GIVEN TASK: Collect every line in the source records that contains the string "target", and copy each one in full.

[Source records]
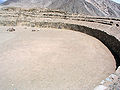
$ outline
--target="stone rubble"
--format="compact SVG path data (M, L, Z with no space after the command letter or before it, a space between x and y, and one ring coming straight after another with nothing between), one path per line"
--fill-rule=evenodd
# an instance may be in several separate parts
M120 90L120 66L115 73L102 80L94 90Z

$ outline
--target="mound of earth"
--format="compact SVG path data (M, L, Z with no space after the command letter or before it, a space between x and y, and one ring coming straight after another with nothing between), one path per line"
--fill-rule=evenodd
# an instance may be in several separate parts
M110 51L91 36L19 29L0 33L1 90L93 90L115 71Z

SOLUTION TO THE EXERCISE:
--target="stone rubble"
--target="mound of earth"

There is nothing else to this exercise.